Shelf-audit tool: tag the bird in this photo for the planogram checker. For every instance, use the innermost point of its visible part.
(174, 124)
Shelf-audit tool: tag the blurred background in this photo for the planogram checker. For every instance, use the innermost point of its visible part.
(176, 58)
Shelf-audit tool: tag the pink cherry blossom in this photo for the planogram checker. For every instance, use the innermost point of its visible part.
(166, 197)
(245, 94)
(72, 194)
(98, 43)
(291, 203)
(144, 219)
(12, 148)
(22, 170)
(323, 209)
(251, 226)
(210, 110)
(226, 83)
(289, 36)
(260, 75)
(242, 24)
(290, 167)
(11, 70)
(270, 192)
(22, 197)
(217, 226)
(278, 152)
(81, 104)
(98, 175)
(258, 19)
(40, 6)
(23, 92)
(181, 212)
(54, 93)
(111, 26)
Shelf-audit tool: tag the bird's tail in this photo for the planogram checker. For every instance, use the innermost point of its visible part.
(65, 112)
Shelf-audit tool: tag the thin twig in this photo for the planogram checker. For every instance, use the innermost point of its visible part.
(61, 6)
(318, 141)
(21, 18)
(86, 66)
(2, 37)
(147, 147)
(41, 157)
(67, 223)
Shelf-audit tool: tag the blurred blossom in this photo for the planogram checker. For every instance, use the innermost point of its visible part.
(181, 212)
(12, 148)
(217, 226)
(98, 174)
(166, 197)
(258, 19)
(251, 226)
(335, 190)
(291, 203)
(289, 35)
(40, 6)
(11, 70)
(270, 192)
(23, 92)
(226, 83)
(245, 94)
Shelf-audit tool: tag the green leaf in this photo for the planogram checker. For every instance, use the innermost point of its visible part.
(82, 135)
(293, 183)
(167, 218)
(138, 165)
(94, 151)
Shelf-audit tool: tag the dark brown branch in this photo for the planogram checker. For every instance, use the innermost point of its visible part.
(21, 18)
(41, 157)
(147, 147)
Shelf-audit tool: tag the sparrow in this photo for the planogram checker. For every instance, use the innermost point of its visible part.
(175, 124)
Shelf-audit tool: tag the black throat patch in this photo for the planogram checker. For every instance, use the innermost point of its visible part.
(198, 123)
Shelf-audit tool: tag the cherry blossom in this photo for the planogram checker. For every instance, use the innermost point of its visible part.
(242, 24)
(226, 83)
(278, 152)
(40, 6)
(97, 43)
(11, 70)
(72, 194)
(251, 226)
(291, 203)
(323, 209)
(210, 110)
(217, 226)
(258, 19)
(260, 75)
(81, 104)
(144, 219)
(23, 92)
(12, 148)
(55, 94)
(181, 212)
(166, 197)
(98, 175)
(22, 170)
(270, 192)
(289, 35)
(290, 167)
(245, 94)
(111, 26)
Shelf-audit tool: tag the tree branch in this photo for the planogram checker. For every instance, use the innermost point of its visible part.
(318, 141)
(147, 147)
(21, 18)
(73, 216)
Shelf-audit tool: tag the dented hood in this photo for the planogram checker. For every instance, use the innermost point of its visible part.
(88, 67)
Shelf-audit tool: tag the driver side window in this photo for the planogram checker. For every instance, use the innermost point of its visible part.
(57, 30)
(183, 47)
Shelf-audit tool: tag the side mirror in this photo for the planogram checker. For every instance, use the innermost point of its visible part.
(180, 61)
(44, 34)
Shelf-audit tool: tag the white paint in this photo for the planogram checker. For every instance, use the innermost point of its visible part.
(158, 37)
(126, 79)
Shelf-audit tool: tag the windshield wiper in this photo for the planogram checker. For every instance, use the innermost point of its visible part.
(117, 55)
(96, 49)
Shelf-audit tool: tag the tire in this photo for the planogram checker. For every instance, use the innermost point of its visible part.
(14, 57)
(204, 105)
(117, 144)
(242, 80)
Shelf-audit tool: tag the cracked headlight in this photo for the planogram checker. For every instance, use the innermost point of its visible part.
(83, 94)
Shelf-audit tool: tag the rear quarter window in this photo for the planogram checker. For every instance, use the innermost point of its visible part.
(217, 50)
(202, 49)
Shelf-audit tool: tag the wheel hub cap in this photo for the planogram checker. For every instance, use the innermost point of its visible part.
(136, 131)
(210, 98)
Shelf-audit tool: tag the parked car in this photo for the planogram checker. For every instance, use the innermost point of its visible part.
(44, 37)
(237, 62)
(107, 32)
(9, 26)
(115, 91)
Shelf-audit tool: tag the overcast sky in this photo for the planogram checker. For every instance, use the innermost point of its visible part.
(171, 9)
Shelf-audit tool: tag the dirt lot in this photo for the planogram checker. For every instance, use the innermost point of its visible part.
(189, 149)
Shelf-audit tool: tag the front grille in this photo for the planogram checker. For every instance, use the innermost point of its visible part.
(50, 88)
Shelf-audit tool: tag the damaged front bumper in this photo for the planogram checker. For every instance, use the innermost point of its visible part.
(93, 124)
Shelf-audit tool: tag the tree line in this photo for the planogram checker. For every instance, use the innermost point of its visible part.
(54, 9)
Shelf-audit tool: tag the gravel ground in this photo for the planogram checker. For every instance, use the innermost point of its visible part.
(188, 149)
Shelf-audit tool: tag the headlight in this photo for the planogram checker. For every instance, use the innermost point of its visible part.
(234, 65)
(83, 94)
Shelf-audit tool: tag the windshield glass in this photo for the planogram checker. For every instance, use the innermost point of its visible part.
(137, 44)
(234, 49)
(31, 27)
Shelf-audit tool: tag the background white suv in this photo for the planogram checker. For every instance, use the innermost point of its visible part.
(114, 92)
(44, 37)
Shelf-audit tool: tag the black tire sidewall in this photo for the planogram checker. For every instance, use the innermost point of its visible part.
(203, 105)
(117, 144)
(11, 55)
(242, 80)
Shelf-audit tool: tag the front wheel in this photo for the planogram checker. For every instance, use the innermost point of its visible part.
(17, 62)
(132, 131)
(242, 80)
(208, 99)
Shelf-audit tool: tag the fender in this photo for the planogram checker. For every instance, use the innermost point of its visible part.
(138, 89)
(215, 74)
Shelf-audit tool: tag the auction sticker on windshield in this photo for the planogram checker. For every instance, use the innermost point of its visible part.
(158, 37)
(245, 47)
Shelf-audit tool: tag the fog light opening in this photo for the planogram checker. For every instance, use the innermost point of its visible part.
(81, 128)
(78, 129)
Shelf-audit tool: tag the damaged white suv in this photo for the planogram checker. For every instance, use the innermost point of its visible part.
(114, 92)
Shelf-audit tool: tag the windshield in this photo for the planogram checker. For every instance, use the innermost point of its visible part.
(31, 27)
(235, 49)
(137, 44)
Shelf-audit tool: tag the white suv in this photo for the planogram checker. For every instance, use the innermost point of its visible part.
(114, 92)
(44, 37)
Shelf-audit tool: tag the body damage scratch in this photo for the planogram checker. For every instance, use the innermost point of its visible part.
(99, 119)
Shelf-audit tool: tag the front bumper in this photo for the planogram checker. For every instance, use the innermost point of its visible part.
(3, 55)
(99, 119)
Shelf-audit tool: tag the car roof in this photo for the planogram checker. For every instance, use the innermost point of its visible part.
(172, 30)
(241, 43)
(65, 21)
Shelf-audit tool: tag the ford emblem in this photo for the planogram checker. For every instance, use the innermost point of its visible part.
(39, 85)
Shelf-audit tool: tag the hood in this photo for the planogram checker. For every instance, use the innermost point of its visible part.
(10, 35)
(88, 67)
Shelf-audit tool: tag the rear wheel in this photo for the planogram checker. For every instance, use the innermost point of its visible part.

■ ■ ■ ■ ■ ■ ■

Repeat the material above in full. Match it exactly.

WRITTEN REPLY -
Shelf-audit tool: tag the bird in this photo for the planogram checker. For every instance, use the innermost point of its visible part.
(174, 124)
Shelf-audit tool: tag the blurred background in this photo for the planogram checker. For every instance, use the innermost point of its visible part.
(176, 58)
Shelf-audit tool: tag the pink cherry blossom in this photo for the planogram checker. For every instance, use the innermost point of its visible part.
(166, 197)
(245, 94)
(72, 194)
(98, 43)
(291, 203)
(144, 219)
(12, 148)
(22, 170)
(323, 209)
(251, 226)
(210, 110)
(226, 83)
(289, 36)
(260, 75)
(242, 24)
(290, 167)
(11, 70)
(270, 192)
(22, 197)
(217, 226)
(278, 152)
(81, 104)
(98, 175)
(258, 19)
(40, 6)
(23, 92)
(181, 212)
(54, 93)
(111, 26)
Shelf-audit tool: tag the bird's tail in this photo for the planogram checker. For every instance, use the innermost point of its visible part.
(65, 112)
Shelf-audit tool: tag the thin twig in this photo for the planogram checker. For every instance, use the innermost point of its visible part.
(61, 6)
(318, 141)
(21, 18)
(86, 66)
(2, 37)
(147, 147)
(41, 157)
(67, 223)
Shelf-audit tool: tag the blurred blossom in this photo for the planogram checker. For every instance, use the innermost point of its visible part.
(181, 212)
(12, 148)
(217, 226)
(98, 174)
(166, 197)
(258, 19)
(251, 226)
(335, 190)
(291, 203)
(289, 35)
(40, 6)
(11, 70)
(270, 192)
(23, 92)
(226, 83)
(245, 94)
Shelf-audit tool: tag the green leaf in this photo for the planogram checker. For every instance, use the innermost point of its visible part.
(82, 135)
(293, 183)
(167, 218)
(138, 165)
(94, 151)
Shelf-audit tool: tag the dark brown branch in this photo for the planogram checker. For every instance, use the innermost point of its visible part.
(21, 18)
(41, 157)
(147, 147)
Shelf-audit tool: tag the sparrow in this photo for the planogram checker. For every instance, use the innermost point of its visible part.
(175, 124)
Shelf-audit tool: tag the black throat patch in this photo for the planogram checker. For every instance, use the innermost point of its visible part.
(198, 123)
Shelf-audit tool: tag the cherry blossom in this photo for the planogram checker. For every instance, use the innermost point of its visible part.
(242, 24)
(226, 83)
(278, 152)
(40, 6)
(97, 43)
(11, 70)
(72, 194)
(251, 226)
(291, 203)
(323, 209)
(210, 110)
(217, 226)
(258, 19)
(260, 75)
(81, 104)
(144, 219)
(23, 92)
(12, 148)
(55, 94)
(181, 212)
(166, 197)
(98, 175)
(22, 170)
(270, 192)
(289, 35)
(290, 167)
(245, 94)
(111, 26)
Shelf-audit tool: tag the tree branch in this photo for the planogram checker. For every instance, use the innermost point of its visible part.
(318, 141)
(147, 147)
(21, 18)
(73, 216)
Shelf-audit tool: tag the dented hood in this photo for the planogram checker. For every instance, use the innermost point of its visible part.
(88, 67)
Shelf-audit tool: tag the driver side window in this photo for the planogram checker. For every instance, use the innermost point of its visible part.
(57, 30)
(183, 47)
Shelf-audit tool: tag the side mirror in this photo for the planogram checker. For every instance, use the innermost point of its visible part.
(180, 61)
(44, 34)
Shelf-audit tool: tag the white paint in this photo for the planogram checker. For every instance, use the innermost point of its visible part.
(158, 37)
(126, 79)
Shelf-audit tool: tag the windshield wiper in this photo for the planogram checker. For every instance, use the innermost point of its visible part.
(117, 55)
(96, 49)
Shelf-audit tool: tag the tire in this photo for the planogram checker. For every instance, use the innermost point of its visible part.
(14, 57)
(204, 105)
(117, 144)
(242, 80)
Shelf-audit tool: tag the cracked headlight in this photo for the planogram checker. For every instance, use the innermost point of its visible part.
(83, 94)
Shelf-audit tool: tag the rear quarter window in this photo for the planogram checker. For every instance, use the innermost point of its visible part.
(217, 50)
(202, 49)
Shelf-audit tool: tag the wheel hub cap in this photo for the planogram checker. For every instance, use the innermost point of its visible part.
(136, 131)
(210, 98)
Shelf-audit tool: tag the parked car in this photo for the planogram checker. For every instance, use the innermost point of its visible part.
(44, 37)
(237, 62)
(107, 32)
(9, 26)
(115, 91)
Shelf-audit tool: tag the overcast sky in this photo for the planogram checker. For every instance, use the innermost point of its visible part.
(171, 9)
Shelf-audit tool: tag the dirt lot in this photo for the planogram checker. For every instance, use the innermost point of its visible part.
(189, 149)
Shelf-audit tool: tag the front grille in this photo for the planogram checker. For every instance, use the innermost point of its visible part.
(50, 88)
Shelf-audit tool: tag the damaged front bumper in this photo for the planogram checker. For every instance, use the innermost point of its visible part.
(93, 124)
Shelf-audit tool: tag the tree line in this photo for the planogram checker. For every instance, use the innermost point of its visible part.
(54, 9)
Shelf-audit tool: tag the gravel ground in this photo for the planogram checker. For every instance, use the innermost point of its visible part.
(188, 149)
Shelf-audit tool: tag the headlight in this photo for the planogram checker. For every instance, use the innermost point of its visible part.
(234, 65)
(83, 94)
Shelf-audit tool: tag the windshield glass in this photo for the planogram checker. For every instance, use the innermost point of its visible part.
(137, 44)
(234, 49)
(31, 27)
Shelf-audit tool: tag the background white suv in this photo for the planogram checker. For every instance, use the innermost point of its visible part.
(114, 92)
(44, 37)
Shelf-audit tool: tag the black tire sidewall in this photo for the planogram checker. For every instance, use the innermost point of its visible part.
(203, 105)
(117, 144)
(11, 55)
(242, 80)
Shelf-audit tool: tag the front wheel in this photo for the planogram checker. For every instance, use the innermost point of its visible part.
(17, 62)
(132, 131)
(242, 80)
(208, 99)
Shelf-audit tool: tag the fender in this photo for the planogram checker. For every instance, use the innermost point of its visible part.
(138, 89)
(215, 74)
Shelf-audit tool: tag the auction sticker on windshield in this photo for the planogram checker. For every instance, use the innermost point of its visible part.
(158, 37)
(245, 47)
Shelf-audit tool: tag the fog light opening in this photo for the planogram checker. For every instance, use the innermost point of its visible part.
(81, 128)
(78, 129)
Shelf-audit tool: tag the damaged white suv in this photo for the planogram checker. For every instance, use the innermost point of its visible part.
(114, 92)
Shelf-audit tool: tag the windshield in this photo for the planogram checker. For every instance, use the innermost point of its visible part.
(31, 27)
(235, 49)
(137, 44)
Shelf-audit tool: tag the white suv in this photo for the planogram checker. For every instance, use the innermost point of its visible part.
(114, 92)
(44, 37)
Shelf-audit tool: tag the body damage scratch in this photo for the planogram checker. For every instance, use the innermost point of its visible part.
(99, 119)
Shelf-audit tool: tag the front bumper in this photo for the planogram checker. For every instance, use the innermost point of its visible part.
(3, 55)
(99, 119)
Shelf-audit tool: tag the car roof in this photo for the planogram checker. For every instance, use the innermost point of its visible part.
(172, 30)
(241, 43)
(65, 21)
Shelf-audit tool: tag the ford emblem in this photo for the planogram checker. For every instance, use the innermost point of its visible part.
(39, 85)
Shelf-audit tool: tag the hood in this photo for the planogram checker. For every instance, use the innermost point of its visible part.
(10, 35)
(88, 67)
Shelf-audit tool: tag the rear wheel in this photo for the planogram checker. For every instance, use the innermost point of its visible part.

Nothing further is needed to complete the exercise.